Reproduce íntegro y sin ningún cambio el texto sobre las observaciones de Galileo.

• **TEXTO EXTRAÍDO**:
• • • • • • •
Como científico, Galileo realizó aportaciones que permitieron ver que el cosmos era muy diferente a la armonía de los cinco elementos (cuatro —aire, fuego, tierra y agua— imperfectos, y uno —el éter, la quintaesencia— perfecto), organizados en dos capas, la del mundo sublunar y la del supralunar, mundano y contingente aquél, inmutable y esféricamente perfecto éste, como lo imaginaban los aristotélico-ptolemaicos. Con un tosco telescopio que él mismo construyó, observó —en noviembre de 1609— la Luna, y en su superficie contempló la misma desigual geografía que existía en la Tierra. Vio manchas, que interpretó, correctamente, como producidas por las sombras de «las crestas de las montañas y los abismos de los valles» (Sidereus nuncius, 1610). El mundo supralunar no se distinguía, por tanto, del terrestre, una conclusión esta que sus posteriores observaciones de Júpiter, en enero de 1610, confirmaron: en las proximidades de este planeta detectó cuatro satélites —planetas medíceos, los bautizó, buscando favores de los Medici—, que ofrecían una versión en miniatura del universo copernicano. Los satélites orbitaban en torno a Júpiter, mientras que el sistema aristotélico-tolemaico sólo admitía revoluciones alrededor de una estática Tierra. Desaparecía de esta manera uno de los obstáculos que se erigían delante de la tesis que Nicolás Copérnico (1473-1543) había defendido en su libro inmortal: De Revolutionibus Orbium Coelestium (1543), en el que situaba al Sol, y no a la Tierra, en el centro del universo.
• • • • • • •
• **INFORMACIÓN PROPORCIONADA**:
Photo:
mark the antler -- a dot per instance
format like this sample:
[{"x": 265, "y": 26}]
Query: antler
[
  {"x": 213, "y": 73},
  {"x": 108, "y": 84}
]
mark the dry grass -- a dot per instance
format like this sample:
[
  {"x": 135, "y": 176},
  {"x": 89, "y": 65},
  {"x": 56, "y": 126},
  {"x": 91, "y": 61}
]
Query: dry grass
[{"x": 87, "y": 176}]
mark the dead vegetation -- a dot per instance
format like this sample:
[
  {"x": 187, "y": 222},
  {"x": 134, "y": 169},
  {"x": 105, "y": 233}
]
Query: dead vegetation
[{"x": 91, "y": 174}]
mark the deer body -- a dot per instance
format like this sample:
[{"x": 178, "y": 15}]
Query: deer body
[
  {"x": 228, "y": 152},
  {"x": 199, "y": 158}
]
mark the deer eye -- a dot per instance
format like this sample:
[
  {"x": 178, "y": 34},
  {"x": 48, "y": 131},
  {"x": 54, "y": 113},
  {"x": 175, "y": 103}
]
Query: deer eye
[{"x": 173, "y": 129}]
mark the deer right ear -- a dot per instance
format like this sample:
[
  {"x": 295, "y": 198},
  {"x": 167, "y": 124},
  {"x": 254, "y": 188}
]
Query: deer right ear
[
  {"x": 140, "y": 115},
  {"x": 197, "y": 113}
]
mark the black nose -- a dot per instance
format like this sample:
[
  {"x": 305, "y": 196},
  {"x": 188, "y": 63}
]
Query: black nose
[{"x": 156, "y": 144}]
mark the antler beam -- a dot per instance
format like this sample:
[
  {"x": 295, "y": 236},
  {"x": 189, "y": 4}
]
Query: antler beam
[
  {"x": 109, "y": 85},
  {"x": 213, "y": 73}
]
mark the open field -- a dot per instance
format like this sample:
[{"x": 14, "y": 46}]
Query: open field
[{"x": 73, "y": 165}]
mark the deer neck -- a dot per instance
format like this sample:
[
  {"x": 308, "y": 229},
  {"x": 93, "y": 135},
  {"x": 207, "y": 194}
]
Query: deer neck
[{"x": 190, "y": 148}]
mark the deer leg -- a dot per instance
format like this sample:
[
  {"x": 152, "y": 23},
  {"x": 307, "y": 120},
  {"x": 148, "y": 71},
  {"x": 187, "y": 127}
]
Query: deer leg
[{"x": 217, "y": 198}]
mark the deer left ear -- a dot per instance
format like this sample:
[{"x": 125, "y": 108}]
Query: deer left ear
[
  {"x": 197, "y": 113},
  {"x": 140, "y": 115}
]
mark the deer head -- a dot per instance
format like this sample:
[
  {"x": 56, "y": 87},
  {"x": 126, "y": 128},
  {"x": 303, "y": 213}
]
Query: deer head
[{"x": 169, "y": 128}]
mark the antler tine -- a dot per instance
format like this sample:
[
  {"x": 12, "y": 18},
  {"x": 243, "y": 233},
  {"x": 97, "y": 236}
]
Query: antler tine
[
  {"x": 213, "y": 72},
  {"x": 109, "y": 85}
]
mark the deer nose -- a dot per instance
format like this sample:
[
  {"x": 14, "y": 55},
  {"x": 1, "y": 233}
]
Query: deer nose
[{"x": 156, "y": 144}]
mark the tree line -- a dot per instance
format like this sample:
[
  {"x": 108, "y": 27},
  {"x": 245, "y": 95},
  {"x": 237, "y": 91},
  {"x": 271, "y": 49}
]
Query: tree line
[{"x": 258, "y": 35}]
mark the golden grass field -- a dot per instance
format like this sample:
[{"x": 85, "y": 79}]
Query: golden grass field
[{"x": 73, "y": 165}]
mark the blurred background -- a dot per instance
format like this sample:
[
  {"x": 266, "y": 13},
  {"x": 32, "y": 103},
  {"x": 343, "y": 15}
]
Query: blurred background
• • • • • • •
• **RESPUESTA**:
Como científico, Galileo realizó aportaciones que permitieron ver que el cosmos era muy diferente a la armonía de los cinco elementos (cuatro —aire, fuego, tierra y agua— imperfectos, y uno —el éter, la quintaesencia— perfecto), organizados en dos capas, la del mundo sublunar y la del supralunar, mundano y contingente aquél, inmutable y esféricamente perfecto éste, como lo imaginaban los aristotélico-ptolemaicos. Con un tosco telescopio que él mismo construyó, observó —en noviembre de 1609— la Luna, y en su superficie contempló la misma desigual geografía que existía en la Tierra. Vio manchas, que interpretó, correctamente, como producidas por las sombras de «las crestas de las montañas y los abismos de los valles» (Sidereus nuncius, 1610). El mundo supralunar no se distinguía, por tanto, del terrestre, una conclusión esta que sus posteriores observaciones de Júpiter, en enero de 1610, confirmaron: en las proximidades de este planeta detectó cuatro satélites —planetas medíceos, los bautizó, buscando favores de los Medici—, que ofrecían una versión en miniatura del universo copernicano. Los satélites orbitaban en torno a Júpiter, mientras que el sistema aristotélico-tolemaico sólo admitía revoluciones alrededor de una estática Tierra. Desaparecía de esta manera uno de los obstáculos que se erigían delante de la tesis que Nicolás Copérnico (1473-1543) había defendido en su libro inmortal: De Revolutionibus Orbium Coelestium (1543), en el que situaba al Sol, y no a la Tierra, en el centro del universo.